Contextual indicators point to a sector that, while challenged, is recovering and adapting. Between 2020 and 2021, tourist accommodation establishments registered a 19.3% increase in arrivals, with inbound tourism accounting for 58.8% of those arrivals and domestic tourism 12.2%. Initiatives such as the “Great Domestic Tourism Season,” launched in 2023 and reinforced by subsequent regional activations — including the third edition staged on 19 July in Tenkodogo — have helped stimulate local visitation and build domestic demand for national sites.

Burkina Faso’s cultural inventory includes four UNESCO-listed entries that provide strong storylines for international coverage: the Ruins of Loropéni; the W-Arly-Pendjari parks complex; Ancient Iron Metallurgy Sites; and the Royal Court of Tiébélé, inscribed on 26 July 2024. Security constraints have limited access to some areas, but proximate, accessible attractions around Ouagadougou — notably Laongo — continue to draw visitors and photographic coverage, making them logical focal points for early press narratives.
Practical connectivity supports inbound visitation. Major air links serve Ouagadougou and Bobo-Dioulasso, with direct services from European and African cities including Paris, Abidjan, Dakar, Algiers, Lomé and Cotonou via carriers such as Air France, Corsair, Turkish Airlines, Ethiopian Airlines, Royal Air Maroc, Air Burkina and Air Côte d’Ivoire. Additional routings remain available through hub connections in Casablanca, Istanbul and Abidjan.
Organisers have put reception structures in place to facilitate delegations: Reception, Transport and Logistics Commissions will coordinate movements and itineraries, while an Accommodation and Catering Commission has been tasked with ensuring hospitality standards and the needs of both international and domestic participants. These arrangements are intended to provide a smooth operational backbone so that meetings, B2B sessions and site visits proceed with predictable logistics and security measures.

Exercises.
A – Say whether each statement agrees with the text on tourism in Burkina Faso, answering yes or no and quoting the deciding words of the text: (i) the Royal Court of Tiébélé was inscribed on 26 July 2024; (ii) the third edition of the Great Domestic Tourism Season was staged in Bobo-Dioulasso; (iii) Casablanca is among the cities with direct services named in the text.
B – Duplicate the text on tourism in Burkina Faso word for word, everything from "Practical connectivity supports" down to "Istanbul and Abidjan.".

Material provided.
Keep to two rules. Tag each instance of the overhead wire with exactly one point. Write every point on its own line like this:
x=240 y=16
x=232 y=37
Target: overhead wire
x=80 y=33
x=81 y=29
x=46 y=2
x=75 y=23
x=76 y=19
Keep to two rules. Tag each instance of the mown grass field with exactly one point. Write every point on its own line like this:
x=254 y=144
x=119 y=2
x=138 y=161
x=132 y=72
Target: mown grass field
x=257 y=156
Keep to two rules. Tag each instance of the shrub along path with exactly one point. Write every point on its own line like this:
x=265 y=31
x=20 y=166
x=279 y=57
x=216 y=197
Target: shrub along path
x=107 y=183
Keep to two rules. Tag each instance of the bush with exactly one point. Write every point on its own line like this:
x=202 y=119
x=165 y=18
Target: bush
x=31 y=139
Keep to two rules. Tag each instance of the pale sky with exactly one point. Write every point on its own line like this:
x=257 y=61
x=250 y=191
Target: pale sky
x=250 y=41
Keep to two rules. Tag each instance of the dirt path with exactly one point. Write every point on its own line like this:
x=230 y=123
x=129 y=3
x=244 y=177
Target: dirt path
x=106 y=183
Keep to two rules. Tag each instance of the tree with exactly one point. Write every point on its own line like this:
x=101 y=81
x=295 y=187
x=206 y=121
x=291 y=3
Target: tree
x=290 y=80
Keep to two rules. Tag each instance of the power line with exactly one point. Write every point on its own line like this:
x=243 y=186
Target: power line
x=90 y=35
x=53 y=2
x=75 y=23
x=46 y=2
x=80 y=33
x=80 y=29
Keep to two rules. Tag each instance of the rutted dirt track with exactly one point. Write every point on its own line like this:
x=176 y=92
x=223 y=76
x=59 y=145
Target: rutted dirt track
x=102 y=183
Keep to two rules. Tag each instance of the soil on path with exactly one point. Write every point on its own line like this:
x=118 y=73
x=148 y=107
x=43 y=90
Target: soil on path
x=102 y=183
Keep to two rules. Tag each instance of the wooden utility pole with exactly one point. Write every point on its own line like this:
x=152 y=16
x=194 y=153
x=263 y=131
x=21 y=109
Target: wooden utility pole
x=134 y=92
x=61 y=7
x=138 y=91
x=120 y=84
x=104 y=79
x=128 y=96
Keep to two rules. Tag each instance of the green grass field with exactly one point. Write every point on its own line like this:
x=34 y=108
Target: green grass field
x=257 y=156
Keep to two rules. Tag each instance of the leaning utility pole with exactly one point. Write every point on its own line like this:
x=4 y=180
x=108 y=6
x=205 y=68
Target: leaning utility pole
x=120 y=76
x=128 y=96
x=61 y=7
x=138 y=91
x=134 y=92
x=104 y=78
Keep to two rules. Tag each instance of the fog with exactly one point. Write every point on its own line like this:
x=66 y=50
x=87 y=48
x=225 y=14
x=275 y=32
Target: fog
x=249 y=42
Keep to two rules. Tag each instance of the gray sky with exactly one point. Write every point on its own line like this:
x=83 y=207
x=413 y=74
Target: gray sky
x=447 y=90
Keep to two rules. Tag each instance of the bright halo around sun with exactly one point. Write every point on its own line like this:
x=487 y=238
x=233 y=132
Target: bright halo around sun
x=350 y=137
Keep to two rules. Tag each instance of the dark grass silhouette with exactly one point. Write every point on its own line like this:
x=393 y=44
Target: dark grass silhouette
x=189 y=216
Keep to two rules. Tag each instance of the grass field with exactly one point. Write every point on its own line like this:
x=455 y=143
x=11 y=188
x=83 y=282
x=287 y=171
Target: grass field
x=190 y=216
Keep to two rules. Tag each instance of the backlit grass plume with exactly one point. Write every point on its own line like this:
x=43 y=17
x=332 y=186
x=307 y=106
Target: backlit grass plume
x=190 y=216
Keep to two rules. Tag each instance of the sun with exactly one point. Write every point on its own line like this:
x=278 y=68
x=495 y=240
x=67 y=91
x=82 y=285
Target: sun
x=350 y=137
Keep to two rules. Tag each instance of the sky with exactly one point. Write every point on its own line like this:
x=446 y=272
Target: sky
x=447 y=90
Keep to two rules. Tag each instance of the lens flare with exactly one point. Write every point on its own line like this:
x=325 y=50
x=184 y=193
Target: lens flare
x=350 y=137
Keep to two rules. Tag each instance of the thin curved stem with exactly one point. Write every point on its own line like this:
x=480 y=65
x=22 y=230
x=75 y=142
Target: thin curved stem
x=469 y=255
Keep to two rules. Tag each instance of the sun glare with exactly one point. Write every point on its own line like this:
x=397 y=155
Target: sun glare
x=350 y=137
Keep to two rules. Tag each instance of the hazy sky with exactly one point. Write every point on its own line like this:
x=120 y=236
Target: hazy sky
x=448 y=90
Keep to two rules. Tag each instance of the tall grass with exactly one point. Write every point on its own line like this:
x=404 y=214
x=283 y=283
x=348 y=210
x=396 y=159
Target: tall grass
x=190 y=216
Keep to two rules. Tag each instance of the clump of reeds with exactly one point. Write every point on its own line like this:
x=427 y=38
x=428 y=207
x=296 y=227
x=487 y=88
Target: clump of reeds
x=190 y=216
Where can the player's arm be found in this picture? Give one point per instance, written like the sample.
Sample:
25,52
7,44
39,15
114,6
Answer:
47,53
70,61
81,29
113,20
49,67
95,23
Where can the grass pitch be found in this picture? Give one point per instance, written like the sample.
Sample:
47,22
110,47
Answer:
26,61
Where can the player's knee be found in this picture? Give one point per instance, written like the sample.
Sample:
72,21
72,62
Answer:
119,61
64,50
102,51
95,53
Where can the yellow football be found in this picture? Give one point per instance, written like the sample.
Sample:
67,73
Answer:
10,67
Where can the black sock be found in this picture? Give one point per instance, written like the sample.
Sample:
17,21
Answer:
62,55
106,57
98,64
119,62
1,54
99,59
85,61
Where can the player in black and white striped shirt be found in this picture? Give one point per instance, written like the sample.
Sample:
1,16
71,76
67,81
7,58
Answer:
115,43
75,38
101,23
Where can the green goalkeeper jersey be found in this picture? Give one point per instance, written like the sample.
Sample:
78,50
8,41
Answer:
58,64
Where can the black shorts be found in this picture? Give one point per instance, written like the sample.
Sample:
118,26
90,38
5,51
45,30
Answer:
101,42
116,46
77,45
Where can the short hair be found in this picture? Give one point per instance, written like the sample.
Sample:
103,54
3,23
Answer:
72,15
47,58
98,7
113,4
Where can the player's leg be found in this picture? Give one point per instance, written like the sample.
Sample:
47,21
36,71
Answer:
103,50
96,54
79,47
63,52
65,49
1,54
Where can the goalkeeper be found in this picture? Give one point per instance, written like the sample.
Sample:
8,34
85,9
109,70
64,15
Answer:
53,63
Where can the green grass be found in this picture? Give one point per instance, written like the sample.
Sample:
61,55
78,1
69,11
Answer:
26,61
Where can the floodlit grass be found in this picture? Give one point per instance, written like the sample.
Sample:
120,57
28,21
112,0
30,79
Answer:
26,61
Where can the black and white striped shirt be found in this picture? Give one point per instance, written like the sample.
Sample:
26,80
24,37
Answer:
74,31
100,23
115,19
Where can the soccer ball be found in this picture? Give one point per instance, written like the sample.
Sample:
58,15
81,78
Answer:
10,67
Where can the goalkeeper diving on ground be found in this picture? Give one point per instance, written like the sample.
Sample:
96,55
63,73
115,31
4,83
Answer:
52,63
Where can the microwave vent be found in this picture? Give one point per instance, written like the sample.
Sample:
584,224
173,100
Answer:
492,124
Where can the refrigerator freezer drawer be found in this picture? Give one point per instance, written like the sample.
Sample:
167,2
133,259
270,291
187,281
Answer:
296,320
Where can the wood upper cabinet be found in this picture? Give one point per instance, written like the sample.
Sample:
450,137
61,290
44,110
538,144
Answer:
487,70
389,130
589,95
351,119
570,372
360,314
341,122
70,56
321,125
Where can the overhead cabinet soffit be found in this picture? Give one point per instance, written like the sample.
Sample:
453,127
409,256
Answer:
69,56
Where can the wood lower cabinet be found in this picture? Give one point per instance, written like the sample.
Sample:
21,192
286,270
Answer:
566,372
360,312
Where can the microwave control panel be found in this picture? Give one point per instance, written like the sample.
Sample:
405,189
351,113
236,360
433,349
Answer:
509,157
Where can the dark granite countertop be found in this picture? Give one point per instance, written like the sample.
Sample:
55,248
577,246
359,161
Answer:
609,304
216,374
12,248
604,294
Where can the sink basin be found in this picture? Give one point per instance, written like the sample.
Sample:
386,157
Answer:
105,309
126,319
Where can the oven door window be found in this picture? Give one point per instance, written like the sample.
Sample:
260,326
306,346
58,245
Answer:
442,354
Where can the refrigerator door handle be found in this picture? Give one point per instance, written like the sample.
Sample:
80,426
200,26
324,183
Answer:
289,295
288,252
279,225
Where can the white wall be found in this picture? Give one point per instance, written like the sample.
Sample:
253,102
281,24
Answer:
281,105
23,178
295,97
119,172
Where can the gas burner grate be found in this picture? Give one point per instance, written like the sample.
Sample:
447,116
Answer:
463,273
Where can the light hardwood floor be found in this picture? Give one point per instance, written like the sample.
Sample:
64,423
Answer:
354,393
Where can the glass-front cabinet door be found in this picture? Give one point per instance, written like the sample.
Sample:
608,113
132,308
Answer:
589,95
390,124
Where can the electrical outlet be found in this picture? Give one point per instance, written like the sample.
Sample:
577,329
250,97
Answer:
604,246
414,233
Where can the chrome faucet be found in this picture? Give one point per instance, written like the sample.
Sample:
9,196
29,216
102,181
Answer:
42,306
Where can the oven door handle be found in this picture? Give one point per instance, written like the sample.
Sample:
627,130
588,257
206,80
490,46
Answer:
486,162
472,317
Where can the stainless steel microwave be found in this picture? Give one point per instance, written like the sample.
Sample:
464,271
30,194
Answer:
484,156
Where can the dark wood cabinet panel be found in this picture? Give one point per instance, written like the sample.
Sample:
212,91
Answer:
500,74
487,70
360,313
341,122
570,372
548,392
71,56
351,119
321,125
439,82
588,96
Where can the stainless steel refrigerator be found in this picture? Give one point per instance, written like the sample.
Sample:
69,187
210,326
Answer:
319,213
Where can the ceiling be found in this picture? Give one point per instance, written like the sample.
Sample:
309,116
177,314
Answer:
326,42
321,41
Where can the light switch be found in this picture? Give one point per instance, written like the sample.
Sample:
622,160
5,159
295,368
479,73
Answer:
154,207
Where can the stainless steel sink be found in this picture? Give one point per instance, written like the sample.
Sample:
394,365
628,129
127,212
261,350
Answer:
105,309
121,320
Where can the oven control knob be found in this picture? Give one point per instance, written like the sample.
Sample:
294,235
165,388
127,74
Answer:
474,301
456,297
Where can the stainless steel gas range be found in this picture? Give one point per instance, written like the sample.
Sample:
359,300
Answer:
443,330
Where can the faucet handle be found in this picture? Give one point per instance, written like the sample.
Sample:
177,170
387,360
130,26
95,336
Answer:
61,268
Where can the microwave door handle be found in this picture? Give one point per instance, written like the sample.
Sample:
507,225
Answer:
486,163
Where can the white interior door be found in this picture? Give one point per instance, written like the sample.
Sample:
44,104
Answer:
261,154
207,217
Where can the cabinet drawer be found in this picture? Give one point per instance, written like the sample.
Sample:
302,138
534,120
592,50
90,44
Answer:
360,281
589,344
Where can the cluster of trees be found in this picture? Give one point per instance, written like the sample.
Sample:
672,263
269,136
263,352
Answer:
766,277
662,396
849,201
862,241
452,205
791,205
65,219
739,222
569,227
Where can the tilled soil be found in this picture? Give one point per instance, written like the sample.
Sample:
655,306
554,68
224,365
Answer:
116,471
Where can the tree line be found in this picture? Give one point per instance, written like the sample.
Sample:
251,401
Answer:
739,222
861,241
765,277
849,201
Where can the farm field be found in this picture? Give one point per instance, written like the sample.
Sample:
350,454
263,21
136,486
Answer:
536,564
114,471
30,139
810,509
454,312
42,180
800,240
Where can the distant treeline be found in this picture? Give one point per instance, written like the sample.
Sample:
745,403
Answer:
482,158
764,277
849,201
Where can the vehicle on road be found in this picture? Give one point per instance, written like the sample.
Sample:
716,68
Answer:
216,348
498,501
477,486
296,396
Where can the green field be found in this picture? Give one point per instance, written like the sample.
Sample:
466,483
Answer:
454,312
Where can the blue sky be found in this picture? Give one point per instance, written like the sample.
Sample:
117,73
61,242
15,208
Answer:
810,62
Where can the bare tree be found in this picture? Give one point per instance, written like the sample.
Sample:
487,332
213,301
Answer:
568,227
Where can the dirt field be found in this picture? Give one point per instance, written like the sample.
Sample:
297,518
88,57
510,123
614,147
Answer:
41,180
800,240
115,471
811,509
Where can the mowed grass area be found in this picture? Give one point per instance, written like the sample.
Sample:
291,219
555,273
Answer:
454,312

Solutions to the exercise.
A –
(i) Yes: "the Royal Court of Tiébélé, inscribed on 26 July 2024"
(ii) No: "including the third edition staged on 19 July in Tenkodogo"
(iii) No: "with direct services from European and African cities including Paris, Abidjan, Dakar, Algiers, Lomé and Cotonou"

B –
Practical connectivity supports inbound visitation. Major air links serve Ouagadougou and Bobo-Dioulasso, with direct services from European and African cities including Paris, Abidjan, Dakar, Algiers, Lomé and Cotonou via carriers such as Air France, Corsair, Turkish Airlines, Ethiopian Airlines, Royal Air Maroc, Air Burkina and Air Côte d’Ivoire. Additional routings remain available through hub connections in Casablanca, Istanbul and Abidjan.